_What you have to do_:
Pull out each line of the records below that contains the word "black" and copy it in full.

_Materials provided_:
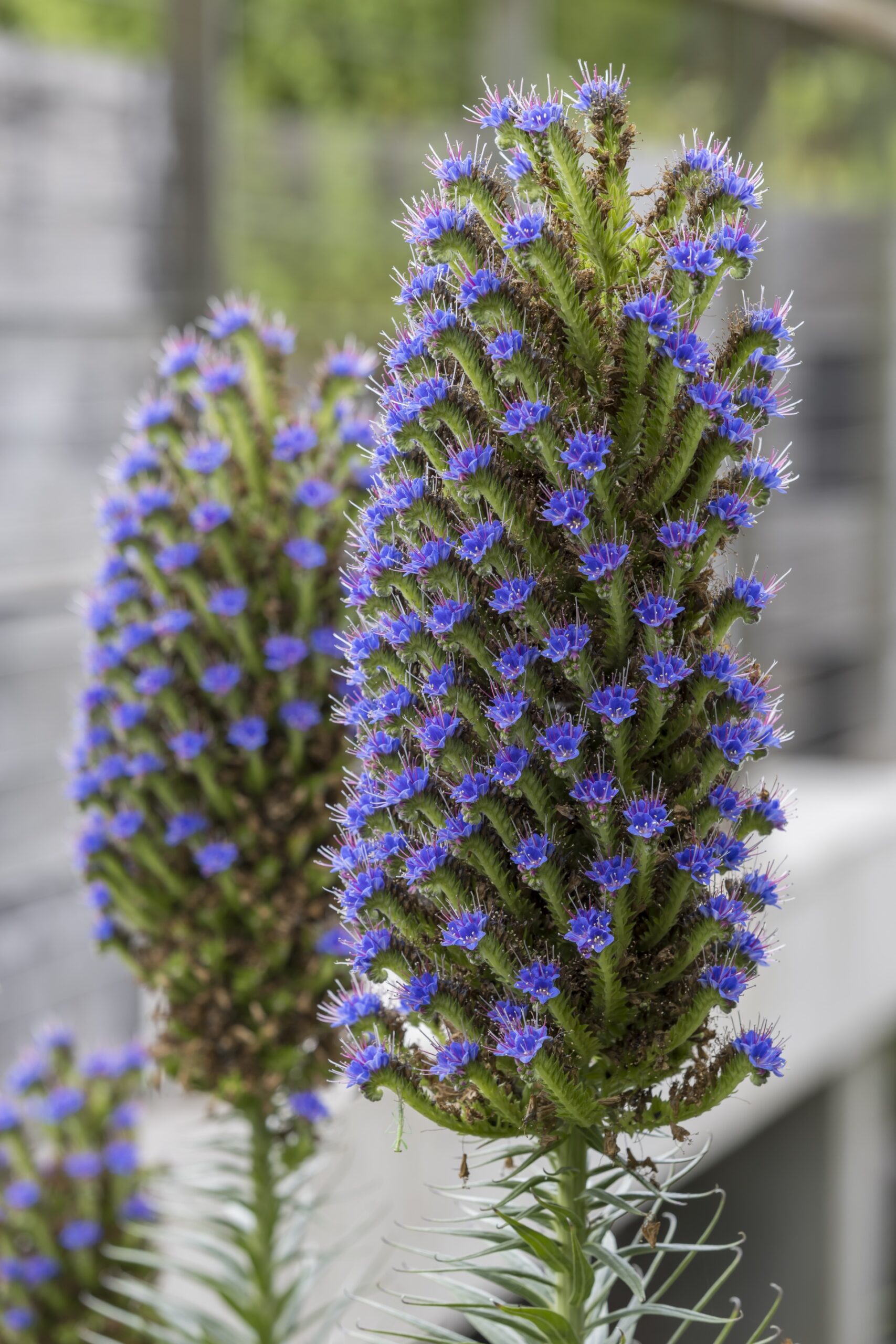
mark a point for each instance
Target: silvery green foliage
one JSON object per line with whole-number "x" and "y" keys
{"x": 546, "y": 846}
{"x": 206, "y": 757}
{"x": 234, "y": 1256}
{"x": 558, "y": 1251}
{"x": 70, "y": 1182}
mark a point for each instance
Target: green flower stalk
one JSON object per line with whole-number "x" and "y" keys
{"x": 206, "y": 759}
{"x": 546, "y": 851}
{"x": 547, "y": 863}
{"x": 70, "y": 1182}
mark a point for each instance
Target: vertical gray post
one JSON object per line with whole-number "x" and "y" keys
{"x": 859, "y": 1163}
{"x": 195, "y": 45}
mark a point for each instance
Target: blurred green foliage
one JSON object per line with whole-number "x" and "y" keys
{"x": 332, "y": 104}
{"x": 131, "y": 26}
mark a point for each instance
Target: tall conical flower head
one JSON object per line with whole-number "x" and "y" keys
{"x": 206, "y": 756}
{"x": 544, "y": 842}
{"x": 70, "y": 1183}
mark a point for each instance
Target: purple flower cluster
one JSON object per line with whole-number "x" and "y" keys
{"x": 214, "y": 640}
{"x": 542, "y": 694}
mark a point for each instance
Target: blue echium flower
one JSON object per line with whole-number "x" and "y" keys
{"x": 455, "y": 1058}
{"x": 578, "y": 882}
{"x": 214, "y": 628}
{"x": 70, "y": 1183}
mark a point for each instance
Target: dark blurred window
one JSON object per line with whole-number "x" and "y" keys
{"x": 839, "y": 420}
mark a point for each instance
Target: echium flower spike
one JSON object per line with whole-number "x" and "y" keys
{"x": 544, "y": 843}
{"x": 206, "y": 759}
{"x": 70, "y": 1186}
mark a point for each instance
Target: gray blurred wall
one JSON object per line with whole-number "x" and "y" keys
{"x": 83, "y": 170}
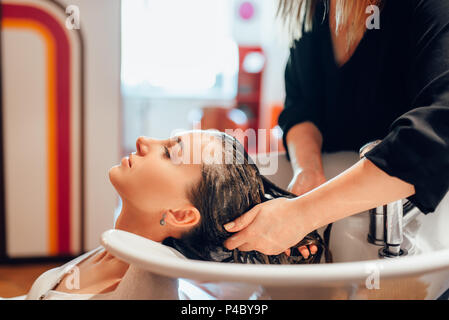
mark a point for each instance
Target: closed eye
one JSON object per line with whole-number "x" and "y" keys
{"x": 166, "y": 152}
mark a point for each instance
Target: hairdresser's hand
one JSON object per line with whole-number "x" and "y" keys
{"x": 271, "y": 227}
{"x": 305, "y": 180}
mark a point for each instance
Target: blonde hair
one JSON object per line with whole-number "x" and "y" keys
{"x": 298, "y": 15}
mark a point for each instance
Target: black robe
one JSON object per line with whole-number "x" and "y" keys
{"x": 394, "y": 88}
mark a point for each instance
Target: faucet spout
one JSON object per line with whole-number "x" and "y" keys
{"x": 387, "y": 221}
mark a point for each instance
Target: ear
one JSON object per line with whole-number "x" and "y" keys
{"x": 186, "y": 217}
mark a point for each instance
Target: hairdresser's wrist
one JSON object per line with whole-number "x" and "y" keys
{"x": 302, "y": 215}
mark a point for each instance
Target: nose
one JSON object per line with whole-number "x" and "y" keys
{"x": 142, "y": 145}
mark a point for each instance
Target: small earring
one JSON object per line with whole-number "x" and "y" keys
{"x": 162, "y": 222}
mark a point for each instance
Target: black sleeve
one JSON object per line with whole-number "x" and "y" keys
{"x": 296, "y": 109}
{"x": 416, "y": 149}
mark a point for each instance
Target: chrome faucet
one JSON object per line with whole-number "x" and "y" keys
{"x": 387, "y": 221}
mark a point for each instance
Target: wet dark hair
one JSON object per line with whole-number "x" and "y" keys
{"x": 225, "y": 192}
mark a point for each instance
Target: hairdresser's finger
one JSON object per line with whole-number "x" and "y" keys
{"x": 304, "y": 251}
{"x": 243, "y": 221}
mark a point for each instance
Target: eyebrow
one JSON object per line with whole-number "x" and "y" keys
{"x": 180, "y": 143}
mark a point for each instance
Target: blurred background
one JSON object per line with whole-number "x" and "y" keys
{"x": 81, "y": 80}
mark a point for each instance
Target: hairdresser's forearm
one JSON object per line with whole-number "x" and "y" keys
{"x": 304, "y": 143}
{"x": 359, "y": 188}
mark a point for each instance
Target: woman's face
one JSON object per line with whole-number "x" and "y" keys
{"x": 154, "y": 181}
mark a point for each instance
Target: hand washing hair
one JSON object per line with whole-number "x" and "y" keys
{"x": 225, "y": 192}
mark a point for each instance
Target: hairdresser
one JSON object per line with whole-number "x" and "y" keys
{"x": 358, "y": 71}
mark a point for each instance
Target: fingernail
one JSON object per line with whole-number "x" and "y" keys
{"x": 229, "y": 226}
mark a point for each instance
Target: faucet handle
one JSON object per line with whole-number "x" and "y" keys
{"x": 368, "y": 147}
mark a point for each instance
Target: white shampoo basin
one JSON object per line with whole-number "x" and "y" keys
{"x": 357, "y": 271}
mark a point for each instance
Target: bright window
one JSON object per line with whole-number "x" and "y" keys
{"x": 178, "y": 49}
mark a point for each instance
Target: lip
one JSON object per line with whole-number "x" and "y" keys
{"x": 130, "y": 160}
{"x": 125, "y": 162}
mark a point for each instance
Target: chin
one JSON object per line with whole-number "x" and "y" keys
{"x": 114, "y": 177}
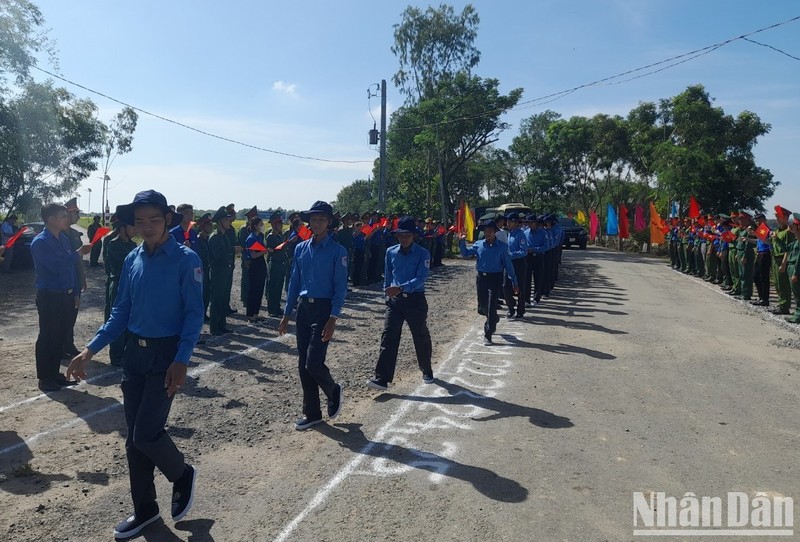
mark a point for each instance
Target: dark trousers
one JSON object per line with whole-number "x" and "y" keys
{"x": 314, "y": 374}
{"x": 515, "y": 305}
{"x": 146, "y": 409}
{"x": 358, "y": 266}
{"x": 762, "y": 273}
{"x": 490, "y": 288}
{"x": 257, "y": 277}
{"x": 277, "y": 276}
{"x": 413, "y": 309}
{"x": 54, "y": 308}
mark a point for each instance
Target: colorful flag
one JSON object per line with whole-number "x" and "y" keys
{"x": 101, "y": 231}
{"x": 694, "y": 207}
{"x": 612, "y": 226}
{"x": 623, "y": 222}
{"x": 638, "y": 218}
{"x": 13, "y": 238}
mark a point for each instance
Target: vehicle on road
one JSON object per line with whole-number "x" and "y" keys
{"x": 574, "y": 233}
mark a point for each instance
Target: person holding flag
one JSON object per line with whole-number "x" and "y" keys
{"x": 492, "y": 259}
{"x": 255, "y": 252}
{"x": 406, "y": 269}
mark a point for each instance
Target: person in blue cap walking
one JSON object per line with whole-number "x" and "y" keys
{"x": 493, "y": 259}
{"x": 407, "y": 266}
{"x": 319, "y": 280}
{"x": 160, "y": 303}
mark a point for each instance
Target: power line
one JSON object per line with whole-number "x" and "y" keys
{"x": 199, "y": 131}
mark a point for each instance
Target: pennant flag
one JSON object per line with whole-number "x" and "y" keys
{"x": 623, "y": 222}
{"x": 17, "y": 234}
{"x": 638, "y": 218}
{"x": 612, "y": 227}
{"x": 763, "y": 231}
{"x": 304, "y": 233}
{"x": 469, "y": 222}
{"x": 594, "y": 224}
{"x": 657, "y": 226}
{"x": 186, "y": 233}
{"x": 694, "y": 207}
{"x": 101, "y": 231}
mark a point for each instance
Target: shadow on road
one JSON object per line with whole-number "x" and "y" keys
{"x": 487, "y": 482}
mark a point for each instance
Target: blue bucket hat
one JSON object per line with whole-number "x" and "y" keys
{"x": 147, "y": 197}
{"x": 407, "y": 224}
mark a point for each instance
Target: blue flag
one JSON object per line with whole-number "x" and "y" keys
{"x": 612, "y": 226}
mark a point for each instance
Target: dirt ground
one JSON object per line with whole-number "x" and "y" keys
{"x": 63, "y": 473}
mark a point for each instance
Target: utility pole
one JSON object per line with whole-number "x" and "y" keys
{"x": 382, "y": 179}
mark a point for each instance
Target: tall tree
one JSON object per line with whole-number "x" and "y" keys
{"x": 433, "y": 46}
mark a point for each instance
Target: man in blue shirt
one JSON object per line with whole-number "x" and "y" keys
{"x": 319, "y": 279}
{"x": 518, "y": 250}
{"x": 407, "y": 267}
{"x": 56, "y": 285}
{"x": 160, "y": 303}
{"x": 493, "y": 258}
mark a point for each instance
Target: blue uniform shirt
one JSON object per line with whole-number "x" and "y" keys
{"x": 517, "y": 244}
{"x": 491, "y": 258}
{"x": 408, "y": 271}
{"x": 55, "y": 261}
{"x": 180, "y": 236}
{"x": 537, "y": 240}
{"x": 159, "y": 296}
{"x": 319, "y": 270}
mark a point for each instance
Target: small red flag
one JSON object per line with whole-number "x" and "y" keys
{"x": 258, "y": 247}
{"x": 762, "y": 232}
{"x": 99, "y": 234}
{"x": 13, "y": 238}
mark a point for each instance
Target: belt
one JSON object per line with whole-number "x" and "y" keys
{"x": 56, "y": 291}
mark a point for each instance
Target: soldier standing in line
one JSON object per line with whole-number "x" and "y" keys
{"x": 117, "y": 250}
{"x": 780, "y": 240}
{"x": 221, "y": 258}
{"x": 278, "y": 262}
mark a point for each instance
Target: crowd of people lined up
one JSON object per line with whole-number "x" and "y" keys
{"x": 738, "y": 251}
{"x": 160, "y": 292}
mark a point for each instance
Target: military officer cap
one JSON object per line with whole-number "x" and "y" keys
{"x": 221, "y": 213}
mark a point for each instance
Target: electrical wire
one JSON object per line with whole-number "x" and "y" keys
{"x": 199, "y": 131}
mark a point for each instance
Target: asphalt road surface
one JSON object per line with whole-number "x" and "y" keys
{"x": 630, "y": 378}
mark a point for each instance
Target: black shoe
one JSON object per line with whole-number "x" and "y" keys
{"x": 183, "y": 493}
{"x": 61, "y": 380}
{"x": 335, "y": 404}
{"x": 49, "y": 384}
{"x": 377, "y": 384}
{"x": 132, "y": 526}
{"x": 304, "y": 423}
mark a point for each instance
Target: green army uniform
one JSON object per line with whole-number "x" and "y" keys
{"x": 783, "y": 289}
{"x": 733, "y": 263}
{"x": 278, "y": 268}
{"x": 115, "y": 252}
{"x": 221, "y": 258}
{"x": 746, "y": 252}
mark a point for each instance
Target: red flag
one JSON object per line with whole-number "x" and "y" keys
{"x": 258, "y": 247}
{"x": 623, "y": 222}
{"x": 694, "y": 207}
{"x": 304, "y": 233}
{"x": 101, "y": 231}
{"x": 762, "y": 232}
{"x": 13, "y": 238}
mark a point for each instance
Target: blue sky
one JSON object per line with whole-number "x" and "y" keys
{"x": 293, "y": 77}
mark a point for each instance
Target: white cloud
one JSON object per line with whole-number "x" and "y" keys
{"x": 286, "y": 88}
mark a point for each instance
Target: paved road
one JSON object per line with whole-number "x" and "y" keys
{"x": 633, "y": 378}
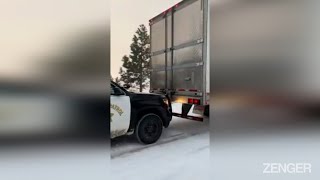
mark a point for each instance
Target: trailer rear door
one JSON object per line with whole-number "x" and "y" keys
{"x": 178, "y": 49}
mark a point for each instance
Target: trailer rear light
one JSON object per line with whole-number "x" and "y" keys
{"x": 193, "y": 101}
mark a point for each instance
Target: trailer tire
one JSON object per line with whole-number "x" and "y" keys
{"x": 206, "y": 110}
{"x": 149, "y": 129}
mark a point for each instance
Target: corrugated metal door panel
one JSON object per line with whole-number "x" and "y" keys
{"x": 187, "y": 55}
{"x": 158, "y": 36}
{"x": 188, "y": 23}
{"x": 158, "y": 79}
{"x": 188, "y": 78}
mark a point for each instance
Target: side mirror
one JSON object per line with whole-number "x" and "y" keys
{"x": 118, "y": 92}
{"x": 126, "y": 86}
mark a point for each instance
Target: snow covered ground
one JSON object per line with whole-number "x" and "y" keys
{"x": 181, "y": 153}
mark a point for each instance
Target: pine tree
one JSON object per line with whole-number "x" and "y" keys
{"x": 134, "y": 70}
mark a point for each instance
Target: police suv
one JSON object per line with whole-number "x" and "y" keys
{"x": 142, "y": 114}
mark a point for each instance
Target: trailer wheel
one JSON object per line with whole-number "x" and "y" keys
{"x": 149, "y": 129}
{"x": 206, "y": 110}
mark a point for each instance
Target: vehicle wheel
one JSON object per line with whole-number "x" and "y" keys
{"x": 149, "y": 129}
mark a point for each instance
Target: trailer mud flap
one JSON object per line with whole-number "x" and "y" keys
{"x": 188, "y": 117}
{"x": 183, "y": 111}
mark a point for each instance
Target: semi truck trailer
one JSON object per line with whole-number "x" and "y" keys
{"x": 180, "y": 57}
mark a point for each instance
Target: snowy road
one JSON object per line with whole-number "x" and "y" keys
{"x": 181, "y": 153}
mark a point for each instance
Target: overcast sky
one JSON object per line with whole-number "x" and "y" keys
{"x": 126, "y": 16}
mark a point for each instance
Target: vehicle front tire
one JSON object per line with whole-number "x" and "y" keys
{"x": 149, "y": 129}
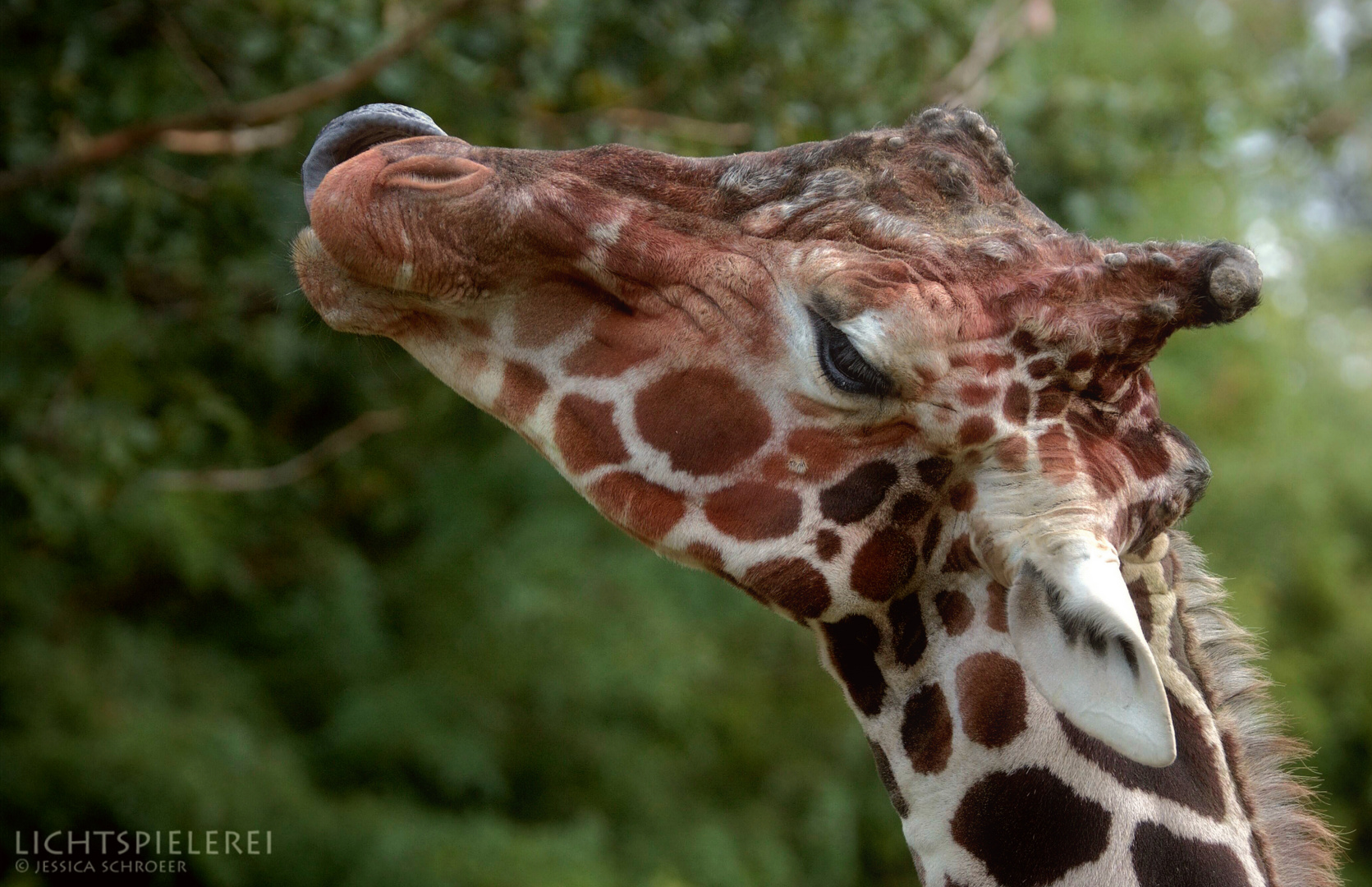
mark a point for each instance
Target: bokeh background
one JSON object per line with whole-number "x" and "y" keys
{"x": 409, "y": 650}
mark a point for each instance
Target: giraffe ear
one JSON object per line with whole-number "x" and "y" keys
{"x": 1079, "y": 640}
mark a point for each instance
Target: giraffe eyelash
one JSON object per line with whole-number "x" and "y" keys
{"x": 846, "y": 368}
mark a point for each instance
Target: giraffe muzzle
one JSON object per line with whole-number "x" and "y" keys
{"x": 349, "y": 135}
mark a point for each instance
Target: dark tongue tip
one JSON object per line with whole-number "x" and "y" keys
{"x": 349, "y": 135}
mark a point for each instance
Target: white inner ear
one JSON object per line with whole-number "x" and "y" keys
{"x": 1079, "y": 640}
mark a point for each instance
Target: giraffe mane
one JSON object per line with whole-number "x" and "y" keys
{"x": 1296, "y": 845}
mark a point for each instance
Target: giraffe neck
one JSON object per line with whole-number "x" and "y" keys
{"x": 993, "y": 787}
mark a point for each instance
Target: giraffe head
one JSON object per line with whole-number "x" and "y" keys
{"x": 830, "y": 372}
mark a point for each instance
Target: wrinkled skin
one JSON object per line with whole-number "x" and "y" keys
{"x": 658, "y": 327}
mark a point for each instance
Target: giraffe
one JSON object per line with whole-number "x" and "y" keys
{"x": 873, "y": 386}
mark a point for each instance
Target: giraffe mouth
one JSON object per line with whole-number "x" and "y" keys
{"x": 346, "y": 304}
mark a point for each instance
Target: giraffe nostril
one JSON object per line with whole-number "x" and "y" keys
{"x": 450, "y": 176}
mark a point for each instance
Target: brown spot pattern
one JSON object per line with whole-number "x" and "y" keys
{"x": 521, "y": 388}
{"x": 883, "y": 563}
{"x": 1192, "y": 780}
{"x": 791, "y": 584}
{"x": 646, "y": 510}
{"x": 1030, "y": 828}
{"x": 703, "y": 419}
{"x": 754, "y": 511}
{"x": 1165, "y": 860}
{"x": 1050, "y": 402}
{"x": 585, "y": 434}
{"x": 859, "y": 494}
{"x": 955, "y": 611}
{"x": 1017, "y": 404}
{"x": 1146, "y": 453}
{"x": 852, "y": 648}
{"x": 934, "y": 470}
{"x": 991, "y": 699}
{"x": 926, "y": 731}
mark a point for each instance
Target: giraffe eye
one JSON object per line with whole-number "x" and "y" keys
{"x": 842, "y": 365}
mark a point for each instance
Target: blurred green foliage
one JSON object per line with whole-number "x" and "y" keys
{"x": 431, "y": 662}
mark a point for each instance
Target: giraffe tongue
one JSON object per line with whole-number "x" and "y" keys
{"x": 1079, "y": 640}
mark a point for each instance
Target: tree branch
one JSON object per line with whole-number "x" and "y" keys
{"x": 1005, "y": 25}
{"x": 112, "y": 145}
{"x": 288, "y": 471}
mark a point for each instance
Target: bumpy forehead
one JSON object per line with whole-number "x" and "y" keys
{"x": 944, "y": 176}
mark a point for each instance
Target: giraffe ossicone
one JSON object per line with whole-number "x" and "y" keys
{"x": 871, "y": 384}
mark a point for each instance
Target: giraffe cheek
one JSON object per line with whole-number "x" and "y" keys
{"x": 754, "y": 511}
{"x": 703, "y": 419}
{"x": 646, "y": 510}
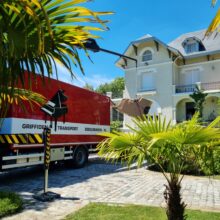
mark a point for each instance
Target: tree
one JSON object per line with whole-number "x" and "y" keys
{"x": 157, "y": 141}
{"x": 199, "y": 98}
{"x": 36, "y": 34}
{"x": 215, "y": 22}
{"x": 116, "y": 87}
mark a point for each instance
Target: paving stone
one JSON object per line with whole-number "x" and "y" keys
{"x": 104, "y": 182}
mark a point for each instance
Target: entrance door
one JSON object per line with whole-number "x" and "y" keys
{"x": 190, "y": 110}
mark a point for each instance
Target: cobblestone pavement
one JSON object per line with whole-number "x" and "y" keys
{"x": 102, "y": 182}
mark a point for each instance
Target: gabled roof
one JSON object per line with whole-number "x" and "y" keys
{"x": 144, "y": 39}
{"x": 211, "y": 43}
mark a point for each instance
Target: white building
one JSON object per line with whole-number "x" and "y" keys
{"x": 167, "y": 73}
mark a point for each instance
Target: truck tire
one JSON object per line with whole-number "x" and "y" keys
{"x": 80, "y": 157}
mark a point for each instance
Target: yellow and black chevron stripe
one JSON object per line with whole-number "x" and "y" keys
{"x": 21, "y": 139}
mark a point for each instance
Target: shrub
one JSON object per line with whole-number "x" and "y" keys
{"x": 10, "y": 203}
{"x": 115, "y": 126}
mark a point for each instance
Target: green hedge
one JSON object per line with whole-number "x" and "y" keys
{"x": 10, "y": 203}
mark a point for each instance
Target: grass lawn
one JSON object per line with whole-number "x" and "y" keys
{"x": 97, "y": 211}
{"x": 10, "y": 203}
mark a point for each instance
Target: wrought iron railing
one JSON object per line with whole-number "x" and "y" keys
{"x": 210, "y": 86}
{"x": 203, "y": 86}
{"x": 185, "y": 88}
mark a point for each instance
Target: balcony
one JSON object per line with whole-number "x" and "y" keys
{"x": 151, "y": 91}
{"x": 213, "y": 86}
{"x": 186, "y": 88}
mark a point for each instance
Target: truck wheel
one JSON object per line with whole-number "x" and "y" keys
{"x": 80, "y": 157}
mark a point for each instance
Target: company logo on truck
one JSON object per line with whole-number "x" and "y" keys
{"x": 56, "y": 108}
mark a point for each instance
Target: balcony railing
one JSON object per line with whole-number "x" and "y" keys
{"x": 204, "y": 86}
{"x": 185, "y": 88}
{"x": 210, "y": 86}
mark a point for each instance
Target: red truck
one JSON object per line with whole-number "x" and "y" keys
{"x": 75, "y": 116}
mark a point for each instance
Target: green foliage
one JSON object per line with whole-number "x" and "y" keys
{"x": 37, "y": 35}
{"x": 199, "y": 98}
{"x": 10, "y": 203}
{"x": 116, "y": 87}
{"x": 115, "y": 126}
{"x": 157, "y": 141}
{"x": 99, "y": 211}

_Worked answer_:
Target: black robe
Target: black sleeve
Target: black shoe
Target: yellow and black chevron stripe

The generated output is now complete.